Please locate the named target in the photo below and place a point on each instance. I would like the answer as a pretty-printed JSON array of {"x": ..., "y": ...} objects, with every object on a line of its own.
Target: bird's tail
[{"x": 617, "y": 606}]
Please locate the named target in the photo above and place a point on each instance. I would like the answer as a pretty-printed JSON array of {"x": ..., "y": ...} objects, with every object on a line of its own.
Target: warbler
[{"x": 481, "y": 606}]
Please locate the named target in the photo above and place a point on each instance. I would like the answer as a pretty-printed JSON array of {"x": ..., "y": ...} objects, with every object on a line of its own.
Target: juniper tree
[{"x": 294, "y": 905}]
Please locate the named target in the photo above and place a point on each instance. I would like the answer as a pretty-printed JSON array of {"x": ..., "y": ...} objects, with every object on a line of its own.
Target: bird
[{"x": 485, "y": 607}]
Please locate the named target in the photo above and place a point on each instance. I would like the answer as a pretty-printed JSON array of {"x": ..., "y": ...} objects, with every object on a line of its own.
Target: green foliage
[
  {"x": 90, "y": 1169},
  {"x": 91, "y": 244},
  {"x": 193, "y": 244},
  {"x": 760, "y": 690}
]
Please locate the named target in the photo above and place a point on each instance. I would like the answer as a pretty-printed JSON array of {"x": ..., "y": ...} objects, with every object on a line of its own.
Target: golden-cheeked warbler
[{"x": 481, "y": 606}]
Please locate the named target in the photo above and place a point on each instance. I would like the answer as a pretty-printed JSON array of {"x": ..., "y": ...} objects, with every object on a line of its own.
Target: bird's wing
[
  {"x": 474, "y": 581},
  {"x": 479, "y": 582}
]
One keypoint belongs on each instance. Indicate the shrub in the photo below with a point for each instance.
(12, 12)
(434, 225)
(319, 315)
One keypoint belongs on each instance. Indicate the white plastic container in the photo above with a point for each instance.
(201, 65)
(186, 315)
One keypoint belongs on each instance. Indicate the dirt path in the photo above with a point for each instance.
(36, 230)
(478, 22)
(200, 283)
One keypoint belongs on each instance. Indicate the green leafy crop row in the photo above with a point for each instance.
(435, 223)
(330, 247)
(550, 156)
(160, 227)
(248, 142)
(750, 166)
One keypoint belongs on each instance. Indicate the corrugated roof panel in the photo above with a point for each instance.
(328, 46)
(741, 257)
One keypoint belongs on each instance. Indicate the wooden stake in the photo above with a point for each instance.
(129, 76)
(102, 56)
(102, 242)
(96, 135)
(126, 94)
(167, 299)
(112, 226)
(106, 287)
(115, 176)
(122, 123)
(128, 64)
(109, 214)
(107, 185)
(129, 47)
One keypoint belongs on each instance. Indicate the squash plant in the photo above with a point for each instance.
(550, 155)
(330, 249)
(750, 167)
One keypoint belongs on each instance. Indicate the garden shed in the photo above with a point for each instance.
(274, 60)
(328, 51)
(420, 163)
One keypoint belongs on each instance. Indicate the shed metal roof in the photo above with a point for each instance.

▸ Work to be completed: Render all of the lines above as a numbered list, omitting any blank lines.

▸ Output below:
1. Please locate the named target in the photo below and place a point on each instance. I would like the answer as a pretty-printed JSON array of {"x": ..., "y": ...} objects, with every object on a line of its own.
2. Target: bird's tail
3. [{"x": 617, "y": 606}]
4. Please locate the named target in the photo above and place a point on each instance. I would like the answer as a pretty-printed JSON array of {"x": ..., "y": ...} objects, with every object on a line of its own.
5. Target: warbler
6. [{"x": 481, "y": 606}]
7. Please locate the named target in the photo above and place a point on each instance. I would like the answer as a pretty-printed JSON array of {"x": ..., "y": ...} objects, with every object on a line of its own.
8. Target: juniper tree
9. [{"x": 294, "y": 905}]
10. Please locate the named target in the photo above and place a point on each instance. I would like the answer as a pretty-printed JSON array of {"x": ..., "y": ...} objects, with every object on a line of its own.
11. Target: bird
12. [{"x": 485, "y": 607}]
13. Please locate the named target in the photo above and place a point on each instance. I would like the answer as a pretty-printed JSON array of {"x": ..., "y": ...} objects, with every object on a line of its own.
14. Target: green foliage
15. [
16.   {"x": 90, "y": 1169},
17.   {"x": 91, "y": 244},
18.   {"x": 193, "y": 244},
19.   {"x": 760, "y": 690}
20. ]
21. Please locate the named target in the photo above and place a point on each instance. I would like the answer as a pretty-printed JSON array of {"x": ..., "y": ...} objects, with every object on a line of its own.
22. Target: golden-cheeked warbler
23. [{"x": 481, "y": 606}]
24. Please locate the named target in the photo above and place a point on each instance. I would like the answer as a pretty-printed JSON array of {"x": ..., "y": ...} objects, with every object on a line of its own.
25. Target: bird's wing
26. [
27.   {"x": 474, "y": 581},
28.   {"x": 479, "y": 582}
29. ]
30. One keypoint belongs on each instance. Indicate the shrub in the photo below with a point for each instance.
31. (12, 12)
32. (434, 225)
33. (319, 315)
34. One keypoint belongs on each instance. Indicate the white plastic container in the photo above with a point for each instance.
35. (201, 65)
36. (186, 315)
37. One keypoint belongs on each instance. Indicate the dirt path in the photo above with a point for each instance.
38. (36, 230)
39. (478, 22)
40. (200, 283)
41. One keypoint belongs on each instance. Indicate the green leafy crop row in the photo above with a point for each instance.
42. (435, 223)
43. (330, 247)
44. (550, 156)
45. (160, 227)
46. (248, 142)
47. (750, 166)
48. One keypoint belongs on each instance. Indicate the corrugated roof panel in the photo above with a point for each instance.
49. (328, 46)
50. (741, 257)
51. One keypoint belongs on each instance. Indicate the wooden stake in the photo above with a point for each instance.
52. (129, 76)
53. (102, 56)
54. (102, 242)
55. (96, 135)
56. (126, 94)
57. (167, 299)
58. (112, 226)
59. (106, 287)
60. (115, 176)
61. (122, 123)
62. (128, 64)
63. (109, 214)
64. (107, 185)
65. (129, 47)
66. One keypoint belongs on each instance. Indicate the squash plant in the photo above with a point for each instance.
67. (550, 155)
68. (330, 249)
69. (750, 167)
70. One keypoint belongs on each instance. Indicate the garden shed in the photo above with a point for each instance.
71. (274, 60)
72. (328, 51)
73. (420, 163)
74. One keypoint belongs on each instance. Indicate the shed metal roof in the photo above with a point for each instance.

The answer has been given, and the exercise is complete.